### What you should do
A word-for-word repeat of the records below is what this calls for.

══ Data records ══

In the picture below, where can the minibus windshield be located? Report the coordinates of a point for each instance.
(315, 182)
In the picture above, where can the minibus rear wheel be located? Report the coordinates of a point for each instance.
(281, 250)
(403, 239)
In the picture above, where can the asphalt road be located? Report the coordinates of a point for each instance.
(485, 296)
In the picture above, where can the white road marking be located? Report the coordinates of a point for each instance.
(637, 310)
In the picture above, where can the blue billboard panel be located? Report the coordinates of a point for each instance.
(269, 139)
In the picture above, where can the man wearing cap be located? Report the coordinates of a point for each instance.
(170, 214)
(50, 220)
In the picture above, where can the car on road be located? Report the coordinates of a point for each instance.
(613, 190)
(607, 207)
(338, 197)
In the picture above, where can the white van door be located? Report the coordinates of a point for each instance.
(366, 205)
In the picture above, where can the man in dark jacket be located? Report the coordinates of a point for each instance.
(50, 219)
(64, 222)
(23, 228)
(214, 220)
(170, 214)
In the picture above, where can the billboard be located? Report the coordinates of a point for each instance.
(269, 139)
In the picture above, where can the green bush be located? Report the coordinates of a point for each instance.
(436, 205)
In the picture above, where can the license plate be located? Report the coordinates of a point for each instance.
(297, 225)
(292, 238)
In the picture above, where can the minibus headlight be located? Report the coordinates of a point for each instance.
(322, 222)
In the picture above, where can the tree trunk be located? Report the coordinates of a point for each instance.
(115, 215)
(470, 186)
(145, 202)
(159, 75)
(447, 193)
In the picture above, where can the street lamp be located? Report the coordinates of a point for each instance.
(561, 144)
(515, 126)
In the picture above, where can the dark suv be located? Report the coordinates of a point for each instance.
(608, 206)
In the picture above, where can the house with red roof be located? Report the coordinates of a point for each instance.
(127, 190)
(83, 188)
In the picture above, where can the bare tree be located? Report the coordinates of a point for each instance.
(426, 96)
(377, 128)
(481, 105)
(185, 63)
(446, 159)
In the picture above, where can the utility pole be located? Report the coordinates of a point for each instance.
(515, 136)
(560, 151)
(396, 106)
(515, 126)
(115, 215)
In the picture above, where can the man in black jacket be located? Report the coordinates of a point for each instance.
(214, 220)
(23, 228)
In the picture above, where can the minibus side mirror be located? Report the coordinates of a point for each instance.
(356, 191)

═══

### Task answer
In the picture below, where can the minibus windshield be located? Report the coordinates of a point for each instance.
(315, 182)
In the picture above, where can the minibus rear wheel be located? Report the coordinates of a point for each instance.
(281, 250)
(403, 239)
In the picture above, where can the asphalt road be located? Report the coordinates of a point for each instance.
(485, 296)
In the picture above, where can the white road marking be located? Report the coordinates of a point for each instance.
(637, 310)
In the picture above, where can the blue billboard panel be located? Report the coordinates of a point for each instance.
(269, 139)
In the picture above, where can the man wearing cap be located? Report the coordinates of a point for each instance.
(170, 214)
(50, 220)
In the picture above, where can the car on road be located? Report the coordinates of a point for each instance.
(613, 190)
(607, 207)
(338, 197)
In the picture above, where can the white van door be located? Report the coordinates of a point for each instance.
(366, 205)
In the picture above, where can the man in dark jacket be located? Report the coordinates of a point for each instance.
(50, 219)
(64, 222)
(23, 228)
(214, 220)
(170, 214)
In the picture above, where can the billboard be located? Report the coordinates of a point for each instance.
(269, 139)
In the picture above, where can the green bush be located? Report the coordinates of a point for each instance.
(436, 205)
In the picture above, where can the license plate be located? Report the coordinates of a point for each instance.
(297, 225)
(292, 238)
In the picture above, where can the minibus headlight be located? Report the coordinates of a point for each instance.
(322, 222)
In the picture above, where can the tree trunk be located? Report the coordinates of a point for each instance.
(115, 215)
(470, 186)
(145, 202)
(159, 75)
(447, 193)
In the picture above, where can the street lamp be located? Report the coordinates of a point for each instance.
(561, 144)
(515, 126)
In the picture above, where can the dark suv be located? Report the coordinates of a point for each instance.
(608, 206)
In the picture above, where can the house with red roof be located? Report the coordinates of a point for each instance.
(127, 190)
(83, 188)
In the picture above, where can the bare tree be located? Report the coordinates of a point for each instance.
(426, 96)
(377, 128)
(481, 105)
(185, 63)
(446, 159)
In the picture above, where can the utility pole be located? Report the coordinates of a point for each instance.
(515, 136)
(560, 151)
(396, 106)
(515, 126)
(115, 215)
In the picture above, where can the man in black jacket be located? Report the coordinates of a point for each instance.
(214, 220)
(23, 228)
In the picture above, where can the minibus side mirror be located? Report the coordinates of a point for each instance.
(356, 191)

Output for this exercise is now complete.